Aufgaben:
1/ Erklären Sie in ein bis drei Sätzen, warum Kuhl im Interview über Feminismus und Patriarchat die Behauptung, Frauen seien längst gleichberechtigt, für albern hält.
2/ Setzen Sie das Interview über Feminismus und Patriarchat im Anschluss an die letzte Frage der taz fort.

Extrahierter Text:
______________________________
Kuhl: Generell ist die Frage, wie wir selbst zum Patriarchat beitragen, sehr wichtig. Da kann ich mich auch nicht frei machen. Jede:r hat schon mal Sachen gesagt, die das Patriarchat befeuern, nur um anderen zu gefallen. Keine:r verhält sich perfekt, und das ist auch in Ordnung. Wir alle lernen dazu. Und dann ist der Umgang mit Tätern etwas, daran müssen wir arbeiten. Täter sind ja auch nicht nur Täter, sondern meistens Personen im eigenen Umfeld. Sie sind keine Monster, sondern ganz normale Menschen. Sogar manchen, die sehr laut sind zum Thema Feminismus, fällt es schwer, sich gegen eine Person aus ihrem Umfeld zu richten, die beschuldigt wird, übergriffig gewesen zu sein.
taz: Was sagen Sie Menschen, die behaupten, dass Frauen schon längst gleichberechtigt seien?
Kuhl: Die Behauptung finde ich albern. Es gibt kein Land auf der Welt, in dem es Geschlechtergleichstellung gibt. Frauen haben nicht die gleichen Zugänge, weniger Ressourcen, leisten mehr Care-Arbeit, erhalten weniger Bezahlung. Sie erleben mehr Gewalt, fast täglich wird eine Frau von ihrem Partner oder Ex-Partner umgebracht. Die Behauptung, das sei nicht so, basiert auf Gefühlen, nicht auf Fakten.
taz: Viele werfen Social-Media-Aktivist:innen vor, vor allem performativ zu sein. Wie schaffen Sie es, Ihre Follower:innen zu motivieren, auch im echten Leben aktiv zu werden?
______________________________
Bereitgestelltes Material:

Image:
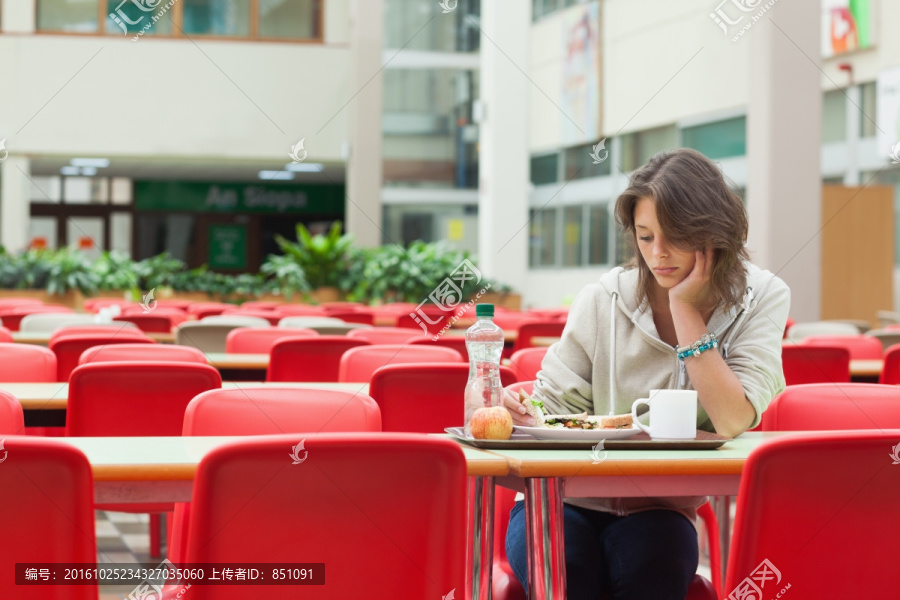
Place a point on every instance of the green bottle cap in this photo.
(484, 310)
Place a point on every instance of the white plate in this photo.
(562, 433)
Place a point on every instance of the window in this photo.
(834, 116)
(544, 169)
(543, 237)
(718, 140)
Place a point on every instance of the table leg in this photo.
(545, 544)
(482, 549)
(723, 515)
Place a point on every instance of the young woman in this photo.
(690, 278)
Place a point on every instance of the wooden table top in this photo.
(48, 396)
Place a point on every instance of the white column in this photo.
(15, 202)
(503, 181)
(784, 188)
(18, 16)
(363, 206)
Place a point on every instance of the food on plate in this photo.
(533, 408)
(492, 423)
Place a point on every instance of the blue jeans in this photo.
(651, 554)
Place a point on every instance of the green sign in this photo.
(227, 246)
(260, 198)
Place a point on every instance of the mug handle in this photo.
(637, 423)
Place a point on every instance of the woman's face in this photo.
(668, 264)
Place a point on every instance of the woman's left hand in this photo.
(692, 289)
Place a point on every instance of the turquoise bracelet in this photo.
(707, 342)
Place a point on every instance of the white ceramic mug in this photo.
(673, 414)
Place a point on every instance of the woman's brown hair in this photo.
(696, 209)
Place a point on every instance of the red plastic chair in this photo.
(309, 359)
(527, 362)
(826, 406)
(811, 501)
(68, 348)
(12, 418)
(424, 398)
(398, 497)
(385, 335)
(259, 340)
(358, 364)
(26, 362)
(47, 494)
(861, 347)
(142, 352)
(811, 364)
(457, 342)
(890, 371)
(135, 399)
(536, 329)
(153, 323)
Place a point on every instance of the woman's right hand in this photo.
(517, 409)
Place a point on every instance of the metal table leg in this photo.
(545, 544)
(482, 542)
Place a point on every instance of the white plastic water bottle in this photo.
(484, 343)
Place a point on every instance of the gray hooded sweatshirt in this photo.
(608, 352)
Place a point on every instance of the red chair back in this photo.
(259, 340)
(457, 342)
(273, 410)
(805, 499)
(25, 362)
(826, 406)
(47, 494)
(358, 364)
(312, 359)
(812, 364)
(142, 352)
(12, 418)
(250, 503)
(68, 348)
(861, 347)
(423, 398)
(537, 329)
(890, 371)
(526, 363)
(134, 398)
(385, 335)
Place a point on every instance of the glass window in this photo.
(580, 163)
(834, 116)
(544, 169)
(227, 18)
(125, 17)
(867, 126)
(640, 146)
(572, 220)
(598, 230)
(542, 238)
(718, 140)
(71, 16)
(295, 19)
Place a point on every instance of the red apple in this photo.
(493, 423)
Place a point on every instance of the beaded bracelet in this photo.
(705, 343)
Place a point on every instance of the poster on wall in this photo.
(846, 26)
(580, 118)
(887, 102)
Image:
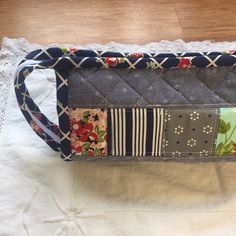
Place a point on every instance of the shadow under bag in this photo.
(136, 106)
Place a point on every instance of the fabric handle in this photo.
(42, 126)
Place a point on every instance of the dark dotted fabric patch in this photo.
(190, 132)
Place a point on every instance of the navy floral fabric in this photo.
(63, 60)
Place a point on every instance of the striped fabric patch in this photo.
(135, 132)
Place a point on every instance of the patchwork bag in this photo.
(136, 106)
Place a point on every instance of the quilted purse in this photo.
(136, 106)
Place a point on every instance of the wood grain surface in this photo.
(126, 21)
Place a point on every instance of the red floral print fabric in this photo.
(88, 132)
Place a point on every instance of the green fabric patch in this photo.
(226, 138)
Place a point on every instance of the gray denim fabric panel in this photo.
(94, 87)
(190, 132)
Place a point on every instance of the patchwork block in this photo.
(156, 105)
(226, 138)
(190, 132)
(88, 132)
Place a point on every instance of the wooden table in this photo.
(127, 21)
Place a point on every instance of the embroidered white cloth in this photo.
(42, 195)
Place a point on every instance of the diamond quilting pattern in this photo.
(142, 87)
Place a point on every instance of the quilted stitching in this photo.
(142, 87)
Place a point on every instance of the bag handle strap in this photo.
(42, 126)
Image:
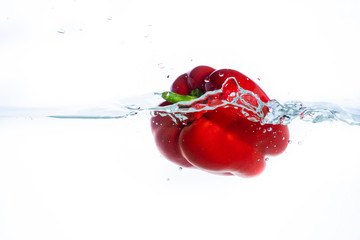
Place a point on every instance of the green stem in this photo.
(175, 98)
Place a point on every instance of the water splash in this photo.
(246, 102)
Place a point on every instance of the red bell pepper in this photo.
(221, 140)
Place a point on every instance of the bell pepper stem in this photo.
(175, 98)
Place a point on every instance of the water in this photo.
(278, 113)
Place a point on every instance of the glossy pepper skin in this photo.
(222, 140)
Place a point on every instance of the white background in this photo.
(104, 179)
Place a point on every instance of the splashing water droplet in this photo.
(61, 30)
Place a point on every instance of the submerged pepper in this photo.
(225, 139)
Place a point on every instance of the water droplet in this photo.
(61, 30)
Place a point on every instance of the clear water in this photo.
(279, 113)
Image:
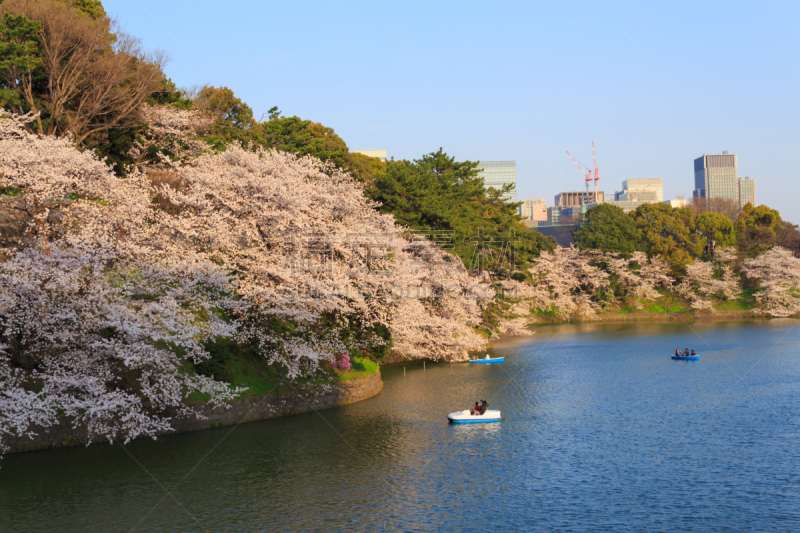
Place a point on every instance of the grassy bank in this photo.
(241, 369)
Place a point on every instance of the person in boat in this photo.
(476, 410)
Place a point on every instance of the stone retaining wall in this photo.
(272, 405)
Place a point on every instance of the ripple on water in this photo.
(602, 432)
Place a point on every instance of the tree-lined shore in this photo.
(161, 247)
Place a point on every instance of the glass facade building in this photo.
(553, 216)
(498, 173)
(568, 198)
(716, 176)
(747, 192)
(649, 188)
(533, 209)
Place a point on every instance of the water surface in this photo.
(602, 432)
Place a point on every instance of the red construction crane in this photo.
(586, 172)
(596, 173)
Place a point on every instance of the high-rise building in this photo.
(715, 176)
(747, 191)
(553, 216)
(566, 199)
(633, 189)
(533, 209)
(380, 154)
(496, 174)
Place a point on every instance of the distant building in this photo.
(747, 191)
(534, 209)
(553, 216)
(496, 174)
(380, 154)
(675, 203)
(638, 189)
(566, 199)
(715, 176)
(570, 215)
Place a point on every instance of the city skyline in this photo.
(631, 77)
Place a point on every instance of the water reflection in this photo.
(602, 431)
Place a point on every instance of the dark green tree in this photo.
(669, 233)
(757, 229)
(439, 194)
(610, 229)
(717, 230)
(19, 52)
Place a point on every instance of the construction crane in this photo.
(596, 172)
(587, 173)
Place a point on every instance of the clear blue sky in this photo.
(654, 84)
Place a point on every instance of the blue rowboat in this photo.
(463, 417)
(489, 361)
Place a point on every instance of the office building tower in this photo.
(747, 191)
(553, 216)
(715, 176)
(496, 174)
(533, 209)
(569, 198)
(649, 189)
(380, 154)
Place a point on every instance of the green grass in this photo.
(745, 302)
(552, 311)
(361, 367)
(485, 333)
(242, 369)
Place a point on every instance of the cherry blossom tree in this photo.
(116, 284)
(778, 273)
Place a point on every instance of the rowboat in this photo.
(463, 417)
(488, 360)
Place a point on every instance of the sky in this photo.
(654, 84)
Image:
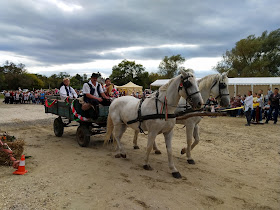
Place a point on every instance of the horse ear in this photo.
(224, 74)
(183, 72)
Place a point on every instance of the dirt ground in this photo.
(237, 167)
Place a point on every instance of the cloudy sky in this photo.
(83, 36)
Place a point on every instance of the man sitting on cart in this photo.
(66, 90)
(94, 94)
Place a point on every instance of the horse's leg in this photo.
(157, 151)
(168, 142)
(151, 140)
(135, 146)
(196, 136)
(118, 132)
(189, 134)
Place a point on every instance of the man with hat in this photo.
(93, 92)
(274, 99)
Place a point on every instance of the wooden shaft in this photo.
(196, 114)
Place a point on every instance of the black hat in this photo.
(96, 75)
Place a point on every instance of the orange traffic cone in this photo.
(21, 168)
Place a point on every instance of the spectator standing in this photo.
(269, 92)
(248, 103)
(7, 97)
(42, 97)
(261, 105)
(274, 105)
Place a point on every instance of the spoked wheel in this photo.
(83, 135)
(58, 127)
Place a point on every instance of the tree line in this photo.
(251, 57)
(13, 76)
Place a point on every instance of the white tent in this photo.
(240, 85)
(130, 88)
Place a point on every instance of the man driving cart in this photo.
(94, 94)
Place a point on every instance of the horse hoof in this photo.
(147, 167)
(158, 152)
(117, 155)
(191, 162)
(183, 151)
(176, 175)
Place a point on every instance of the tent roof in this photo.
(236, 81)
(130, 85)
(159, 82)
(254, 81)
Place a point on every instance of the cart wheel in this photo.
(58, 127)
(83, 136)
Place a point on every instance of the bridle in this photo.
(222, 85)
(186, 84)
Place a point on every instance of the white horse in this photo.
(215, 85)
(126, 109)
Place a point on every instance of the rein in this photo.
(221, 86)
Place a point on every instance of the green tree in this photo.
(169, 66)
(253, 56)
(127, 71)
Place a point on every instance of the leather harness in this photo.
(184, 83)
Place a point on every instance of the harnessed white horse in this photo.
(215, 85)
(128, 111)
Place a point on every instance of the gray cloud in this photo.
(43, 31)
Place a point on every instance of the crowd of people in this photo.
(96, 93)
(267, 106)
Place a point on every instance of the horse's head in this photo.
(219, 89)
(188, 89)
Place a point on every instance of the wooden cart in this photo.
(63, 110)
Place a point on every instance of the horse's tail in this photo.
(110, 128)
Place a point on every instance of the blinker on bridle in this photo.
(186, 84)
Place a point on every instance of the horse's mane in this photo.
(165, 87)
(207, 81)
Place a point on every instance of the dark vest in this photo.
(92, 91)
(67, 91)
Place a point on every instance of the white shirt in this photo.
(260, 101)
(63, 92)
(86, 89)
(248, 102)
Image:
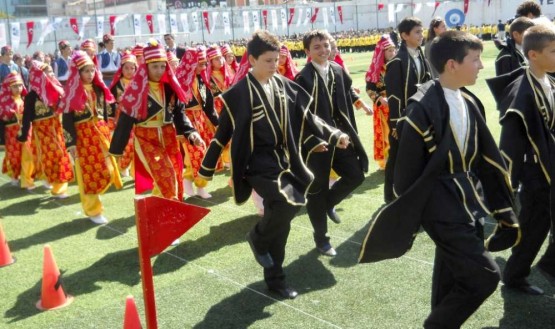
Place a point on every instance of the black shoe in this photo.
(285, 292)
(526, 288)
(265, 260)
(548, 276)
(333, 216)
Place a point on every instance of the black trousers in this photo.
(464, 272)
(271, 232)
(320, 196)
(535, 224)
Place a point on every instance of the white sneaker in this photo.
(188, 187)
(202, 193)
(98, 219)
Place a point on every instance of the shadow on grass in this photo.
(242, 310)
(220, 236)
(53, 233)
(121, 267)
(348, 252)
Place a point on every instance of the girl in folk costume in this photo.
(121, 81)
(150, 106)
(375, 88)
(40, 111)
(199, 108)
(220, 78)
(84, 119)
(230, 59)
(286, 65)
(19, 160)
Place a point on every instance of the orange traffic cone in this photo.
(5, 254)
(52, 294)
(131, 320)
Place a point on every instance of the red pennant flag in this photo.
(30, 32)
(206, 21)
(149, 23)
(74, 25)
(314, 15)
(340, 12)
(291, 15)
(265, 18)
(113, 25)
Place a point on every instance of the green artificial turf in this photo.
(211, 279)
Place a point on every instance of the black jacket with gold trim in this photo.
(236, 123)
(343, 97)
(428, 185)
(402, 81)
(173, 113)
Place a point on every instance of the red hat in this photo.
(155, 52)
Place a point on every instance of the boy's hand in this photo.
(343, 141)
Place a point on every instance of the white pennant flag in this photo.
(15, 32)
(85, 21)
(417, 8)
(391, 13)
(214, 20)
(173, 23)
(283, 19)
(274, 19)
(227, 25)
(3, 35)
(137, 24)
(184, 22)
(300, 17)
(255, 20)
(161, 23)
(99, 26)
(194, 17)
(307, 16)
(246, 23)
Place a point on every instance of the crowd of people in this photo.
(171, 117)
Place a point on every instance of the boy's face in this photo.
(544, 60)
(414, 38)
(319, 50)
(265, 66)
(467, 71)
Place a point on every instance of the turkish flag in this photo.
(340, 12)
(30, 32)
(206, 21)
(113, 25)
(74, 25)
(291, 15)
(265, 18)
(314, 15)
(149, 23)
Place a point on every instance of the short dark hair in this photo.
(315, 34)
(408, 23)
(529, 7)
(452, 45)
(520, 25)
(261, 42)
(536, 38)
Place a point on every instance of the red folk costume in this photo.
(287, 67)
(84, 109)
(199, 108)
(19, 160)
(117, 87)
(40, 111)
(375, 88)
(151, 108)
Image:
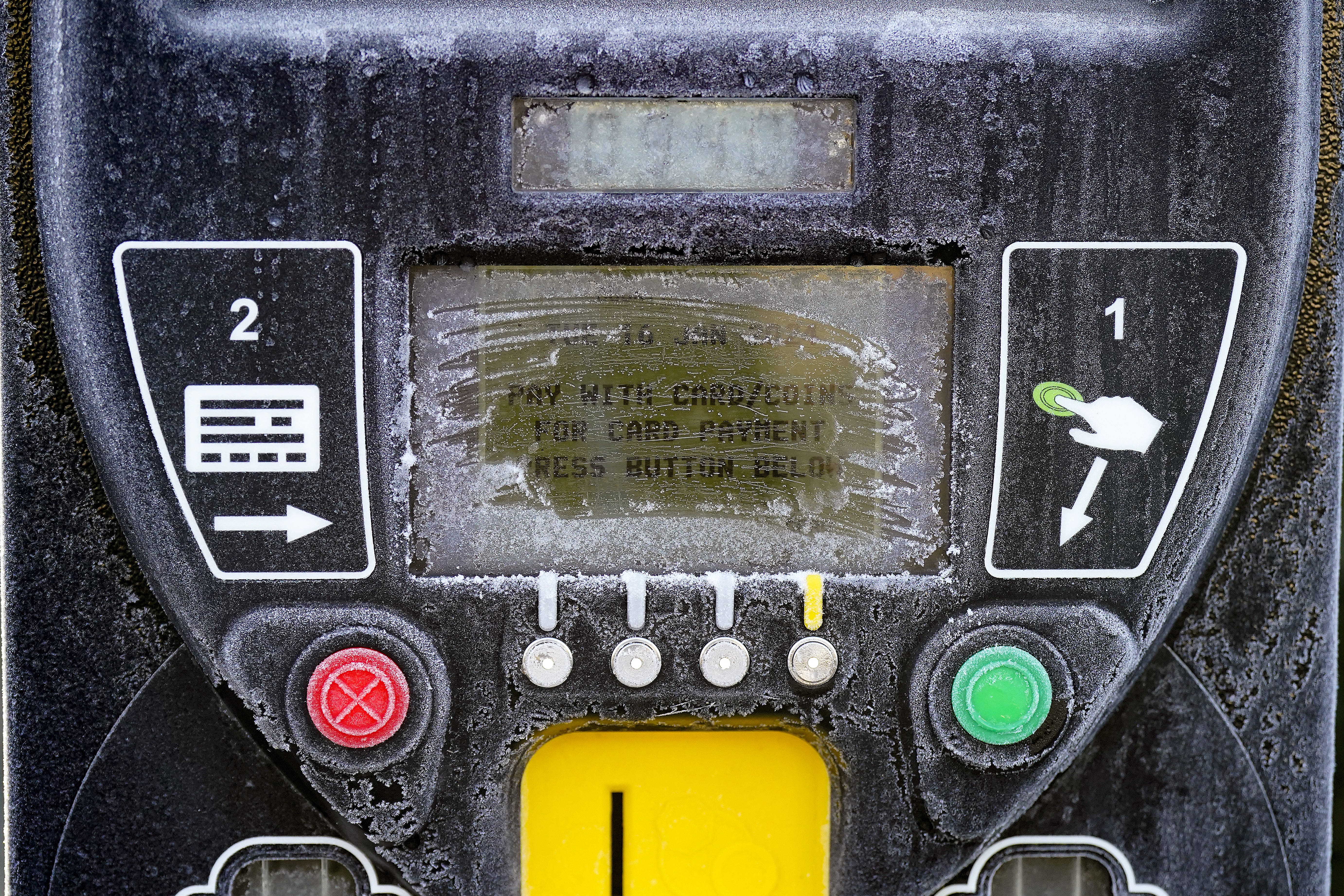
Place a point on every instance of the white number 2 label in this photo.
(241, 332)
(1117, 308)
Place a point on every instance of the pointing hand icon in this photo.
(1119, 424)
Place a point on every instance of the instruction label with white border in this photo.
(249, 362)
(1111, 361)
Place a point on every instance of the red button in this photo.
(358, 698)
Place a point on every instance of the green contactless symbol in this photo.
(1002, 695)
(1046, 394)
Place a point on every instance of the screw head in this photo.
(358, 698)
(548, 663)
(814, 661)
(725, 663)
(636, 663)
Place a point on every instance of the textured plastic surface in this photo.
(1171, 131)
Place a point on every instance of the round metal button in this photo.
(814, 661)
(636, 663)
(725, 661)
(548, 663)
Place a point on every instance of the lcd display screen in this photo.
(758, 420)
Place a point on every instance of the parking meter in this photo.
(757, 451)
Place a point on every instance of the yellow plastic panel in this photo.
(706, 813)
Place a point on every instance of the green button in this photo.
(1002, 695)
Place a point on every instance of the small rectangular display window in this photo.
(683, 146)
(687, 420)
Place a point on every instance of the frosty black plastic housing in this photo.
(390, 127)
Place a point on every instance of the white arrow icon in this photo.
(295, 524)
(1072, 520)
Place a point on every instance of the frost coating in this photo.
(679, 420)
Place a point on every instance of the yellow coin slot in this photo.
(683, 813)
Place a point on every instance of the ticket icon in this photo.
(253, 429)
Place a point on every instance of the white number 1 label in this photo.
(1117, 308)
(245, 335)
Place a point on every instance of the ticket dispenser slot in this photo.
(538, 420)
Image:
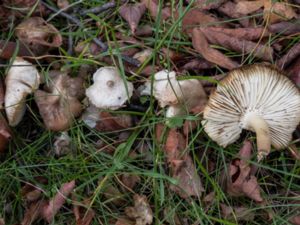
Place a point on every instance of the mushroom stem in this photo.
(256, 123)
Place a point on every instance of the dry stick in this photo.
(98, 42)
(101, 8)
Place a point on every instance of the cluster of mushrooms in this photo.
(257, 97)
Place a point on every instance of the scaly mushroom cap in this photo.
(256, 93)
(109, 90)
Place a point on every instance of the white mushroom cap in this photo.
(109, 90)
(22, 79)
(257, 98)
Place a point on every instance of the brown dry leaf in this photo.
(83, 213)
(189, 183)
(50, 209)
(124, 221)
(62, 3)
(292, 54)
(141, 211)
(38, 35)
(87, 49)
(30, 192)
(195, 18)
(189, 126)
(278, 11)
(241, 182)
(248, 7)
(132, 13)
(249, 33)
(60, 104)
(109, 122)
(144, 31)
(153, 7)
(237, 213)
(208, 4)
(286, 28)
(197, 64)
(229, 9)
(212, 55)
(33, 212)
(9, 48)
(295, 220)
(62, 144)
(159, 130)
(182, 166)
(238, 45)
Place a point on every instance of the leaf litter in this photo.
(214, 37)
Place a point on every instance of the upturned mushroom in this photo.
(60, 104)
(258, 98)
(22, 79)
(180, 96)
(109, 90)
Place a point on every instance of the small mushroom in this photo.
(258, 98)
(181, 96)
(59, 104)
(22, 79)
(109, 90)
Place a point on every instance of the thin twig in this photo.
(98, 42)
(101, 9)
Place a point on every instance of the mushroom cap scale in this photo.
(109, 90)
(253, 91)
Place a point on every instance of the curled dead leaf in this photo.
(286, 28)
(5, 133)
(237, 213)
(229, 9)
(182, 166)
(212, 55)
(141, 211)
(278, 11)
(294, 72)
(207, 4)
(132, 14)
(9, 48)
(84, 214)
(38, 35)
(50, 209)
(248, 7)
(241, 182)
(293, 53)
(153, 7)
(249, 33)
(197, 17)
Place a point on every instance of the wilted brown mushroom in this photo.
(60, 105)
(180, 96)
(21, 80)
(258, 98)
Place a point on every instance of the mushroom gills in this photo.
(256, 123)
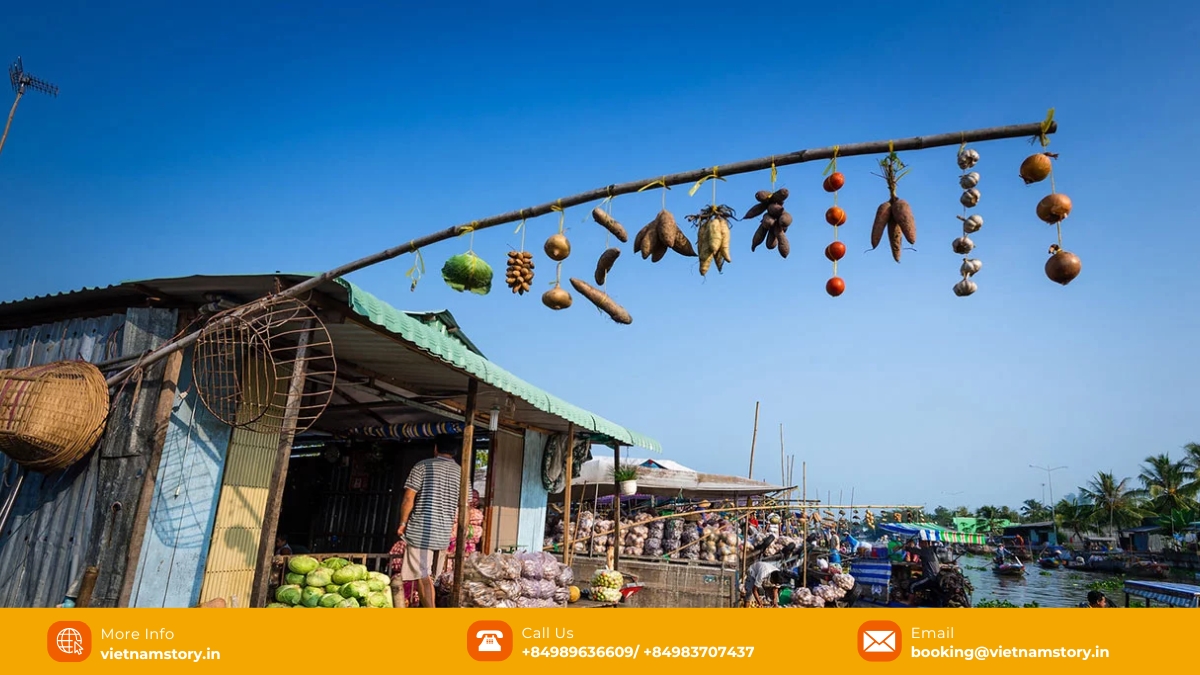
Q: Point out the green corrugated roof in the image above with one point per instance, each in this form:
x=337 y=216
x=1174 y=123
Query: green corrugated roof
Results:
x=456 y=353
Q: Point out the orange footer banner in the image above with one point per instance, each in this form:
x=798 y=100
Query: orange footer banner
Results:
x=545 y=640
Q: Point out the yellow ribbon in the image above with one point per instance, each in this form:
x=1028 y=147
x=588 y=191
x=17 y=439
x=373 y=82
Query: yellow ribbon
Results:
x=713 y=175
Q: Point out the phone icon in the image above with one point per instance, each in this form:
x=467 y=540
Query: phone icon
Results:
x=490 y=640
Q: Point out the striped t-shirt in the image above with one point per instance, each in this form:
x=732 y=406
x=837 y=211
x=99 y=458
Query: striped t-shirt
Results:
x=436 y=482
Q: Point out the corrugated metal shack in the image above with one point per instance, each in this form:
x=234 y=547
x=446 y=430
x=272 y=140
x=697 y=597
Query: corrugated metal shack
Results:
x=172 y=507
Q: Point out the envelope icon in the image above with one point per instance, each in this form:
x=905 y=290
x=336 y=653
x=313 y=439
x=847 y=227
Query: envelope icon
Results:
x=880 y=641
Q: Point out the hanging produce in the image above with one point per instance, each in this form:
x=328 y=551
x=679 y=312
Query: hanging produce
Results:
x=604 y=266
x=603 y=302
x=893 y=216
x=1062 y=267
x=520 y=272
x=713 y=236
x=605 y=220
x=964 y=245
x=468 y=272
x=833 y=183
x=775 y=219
______________________________
Antworten nach Nummer:
1/ Laut Kuhl gibt es kein Land der Welt mit Geschlechtergleichstellung. Frauen haben nicht die gleichen Zugänge und weniger Ressourcen, leisten mehr Care-Arbeit, werden schlechter bezahlt und erleben mehr Gewalt, und fast täglich wird eine Frau von ihrem Partner oder Ex-Partner umgebracht. Die gegenteilige Behauptung beruht für sie auf Gefühlen, nicht auf Fakten.

2/
Kuhl: Ich sehe mich auch als Ehrenamts-Influencerin. Auf meinem Account geht es viel darum, wie man ein Ehrenamt finden kann. Ich habe schon einige Menschen an den Verein, in dem ich früher aktiv war, vermittelt. Ich teile auch viele Petitionen. Zum Beispiel sollten in Köln allen Frauenberatungsstellen Gelder gestrichen werden. Es gab dann eine Petition, die sehr erfolgreich war, die auch ich geteilt habe.
taz: Sie arbeiten auf Social Media auch mit Unternehmen wie The Female Company oder Taxfix zusammen. Gerade im feministischen Kontext ist das nicht unumstritten: Wie stellen Sie sicher, dass Ihre Inhalte durch solche Kooperationen nicht verwässert oder instrumentalisiert werden?
Kuhl: Ich finde es anmaßend, wenn erwartet wird, man würde die ganze feministische Aufklärungsarbeit umsonst kriegen. Der Account auf Social Media, die Organisation der Monday Talks, der Podcast, das könnten alles eigene Vollzeitjobs sein. Und ich habe bis vor ein paar Monaten Vollzeit gearbeitet, jetzt arbeite ich noch 80 Prozent. Meine ganze Arbeit muss bezahlt werden. Ich habe die Veranstaltungsreihe sehr lange kostenlos angeboten und den Raum teilweise aus eigener Tasche bezahlt. Ich habe also gearbeitet, um meinen Aktivismus zu finanzieren. Und mittlerweile, finde ich, kann ich auch dafür bezahlt werden – und auf Social Media funktioniert das eben mit Werbung. Die tut keinem weh, man kann wegklicken, wenn es einen nicht interessiert. Ich bewerbe auch nur Produkte, die ich selbst oder meine Freund:innen schon lange nutzen. Ich verstehe aber auch, dass es Aktivist:innen gibt, die keine Werbung machen möchten.
taz: Was gibt Ihnen Hoffnung im feministischen Kampf?
Kuhl: Mir gibt Social Media unglaublich viel Kraft. Ich habe ganz viele neue Freundschaften dadurch geschlossen, man kann sich da gegenseitig supporten. Weibliche Solidarität ist wichtig, weil in feministischen Kreisen eigentlich jeder Person geglaubt wird, wenn sie von Gewalterfahrungen berichtet. Alle vom Patriarchat unterdrückten Menschen kämpfen da auf einer Seite. Und auch alle cis-Männer, die sich dagegen einsetzen wollen, sind bei mir immer herzlich willkommen!